§ Data in this exercise:
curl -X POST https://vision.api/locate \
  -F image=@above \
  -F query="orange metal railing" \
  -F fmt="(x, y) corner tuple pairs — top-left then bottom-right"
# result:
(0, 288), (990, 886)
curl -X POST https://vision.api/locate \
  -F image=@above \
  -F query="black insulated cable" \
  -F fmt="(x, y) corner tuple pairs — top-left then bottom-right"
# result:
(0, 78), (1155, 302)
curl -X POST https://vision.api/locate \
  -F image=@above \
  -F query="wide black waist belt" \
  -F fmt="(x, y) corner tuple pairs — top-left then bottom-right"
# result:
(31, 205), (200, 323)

--

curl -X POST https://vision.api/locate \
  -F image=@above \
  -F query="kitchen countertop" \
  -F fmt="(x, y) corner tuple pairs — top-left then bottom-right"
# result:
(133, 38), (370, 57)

§ Exercise instructions:
When a line in the data above contains the string "query", copy that line.

§ Exercise output:
  -F query="orange metal railing" \
  -F query="black insulated cable" \
  -F query="wide black waist belt" \
  -F query="kitchen countertop" \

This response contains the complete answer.